### [Stated goal]
Render every line of the data below as a Markdown table with two columns, Row and Text, where Row holds a running line number and Text holds the line itself; omit any blank lines.
━━━
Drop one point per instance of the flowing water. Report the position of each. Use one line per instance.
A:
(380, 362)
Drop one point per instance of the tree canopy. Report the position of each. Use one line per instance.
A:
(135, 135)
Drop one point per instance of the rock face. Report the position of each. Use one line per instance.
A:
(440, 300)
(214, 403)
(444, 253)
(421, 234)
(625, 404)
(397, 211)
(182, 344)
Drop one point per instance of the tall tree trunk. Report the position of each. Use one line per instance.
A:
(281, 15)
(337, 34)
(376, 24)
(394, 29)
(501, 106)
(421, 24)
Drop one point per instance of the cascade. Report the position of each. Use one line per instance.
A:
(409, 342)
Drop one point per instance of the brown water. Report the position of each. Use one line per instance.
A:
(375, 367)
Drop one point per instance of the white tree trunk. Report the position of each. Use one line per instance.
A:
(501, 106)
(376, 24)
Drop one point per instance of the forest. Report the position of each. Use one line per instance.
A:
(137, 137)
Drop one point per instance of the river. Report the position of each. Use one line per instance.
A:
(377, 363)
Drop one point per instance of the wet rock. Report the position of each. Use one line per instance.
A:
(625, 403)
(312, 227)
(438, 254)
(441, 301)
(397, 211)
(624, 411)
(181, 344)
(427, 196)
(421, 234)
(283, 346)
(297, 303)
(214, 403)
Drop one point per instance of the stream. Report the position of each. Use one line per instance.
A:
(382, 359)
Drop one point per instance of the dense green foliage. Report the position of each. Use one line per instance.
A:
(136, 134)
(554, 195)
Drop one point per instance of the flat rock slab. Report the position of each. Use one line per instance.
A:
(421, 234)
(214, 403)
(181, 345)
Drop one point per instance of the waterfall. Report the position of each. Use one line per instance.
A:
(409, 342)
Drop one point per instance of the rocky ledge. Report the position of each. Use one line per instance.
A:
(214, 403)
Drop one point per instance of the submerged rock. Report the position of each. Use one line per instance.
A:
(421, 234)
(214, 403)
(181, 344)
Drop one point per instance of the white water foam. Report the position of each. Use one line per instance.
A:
━━━
### [Expected answer]
| Row | Text |
|---|---|
| 1 | Drop one point per instance of the flowing water. Report the position of each. Use one line per instance. |
| 2 | A: |
| 3 | (380, 362) |
| 4 | Drop one point per instance of the tree canopy. Report the position of each. Use one line per instance. |
| 5 | A: |
| 6 | (135, 135) |
| 7 | Drop one point per instance of the rock face. Report the position of each. Use one line per instance. |
| 8 | A: |
| 9 | (440, 300) |
| 10 | (214, 403) |
| 11 | (444, 253) |
| 12 | (421, 234) |
| 13 | (625, 404) |
| 14 | (397, 211) |
| 15 | (182, 344) |
| 16 | Drop one point per instance of the tall tree trunk. Report the position of each. Use one line per instance. |
| 17 | A: |
| 18 | (281, 15) |
| 19 | (337, 34) |
| 20 | (376, 24) |
| 21 | (394, 29) |
| 22 | (501, 106) |
| 23 | (421, 24) |
| 24 | Drop one point per instance of the cascade. Report the position of each. Use one line per instance. |
| 25 | A: |
| 26 | (409, 342) |
| 27 | Drop one point per instance of the brown water. Report the position of each. Use one line per instance. |
| 28 | A: |
| 29 | (375, 367) |
| 30 | Drop one point per instance of the white tree trunk. Report the position of each. Use one line per instance. |
| 31 | A: |
| 32 | (501, 106) |
| 33 | (376, 24) |
| 34 | Drop one point per instance of the forest. Report the position of each. Use one line per instance. |
| 35 | A: |
| 36 | (137, 137) |
| 37 | Drop one point per instance of the river. Report the position of each. Use one line per instance. |
| 38 | A: |
| 39 | (377, 363) |
| 40 | Drop one point per instance of the wet rock. Report the position of each. Use one line per instance. |
| 41 | A: |
| 42 | (625, 403) |
| 43 | (312, 227) |
| 44 | (438, 254) |
| 45 | (441, 301) |
| 46 | (397, 211) |
| 47 | (624, 411) |
| 48 | (181, 344) |
| 49 | (427, 196) |
| 50 | (421, 234) |
| 51 | (283, 346) |
| 52 | (297, 303) |
| 53 | (214, 403) |
| 54 | Drop one point per instance of the stream. Report the position of each. Use one line per instance. |
| 55 | A: |
| 56 | (382, 359) |
| 57 | Drop one point per instance of the dense green foliage. Report the position of each. Use one line per instance. |
| 58 | A: |
| 59 | (136, 134) |
| 60 | (554, 195) |
| 61 | Drop one point per instance of the flat rock slab. Report the position of each. Use one line per instance. |
| 62 | A: |
| 63 | (421, 234) |
| 64 | (214, 403) |
| 65 | (181, 345) |
| 66 | Drop one point per instance of the waterfall. Report the position of each. Use one line per instance. |
| 67 | A: |
| 68 | (409, 342) |
| 69 | Drop one point per instance of the rocky ledge. Report the position of each. Use one line per instance. |
| 70 | A: |
| 71 | (214, 403) |
| 72 | Drop one point per instance of the submerged rock. Report the position of each. Use one line per instance. |
| 73 | A: |
| 74 | (421, 234) |
| 75 | (214, 403) |
| 76 | (181, 344) |
| 77 | Drop one point per instance of the white water foam. Report the position of each. Use one line per instance. |
| 78 | A: |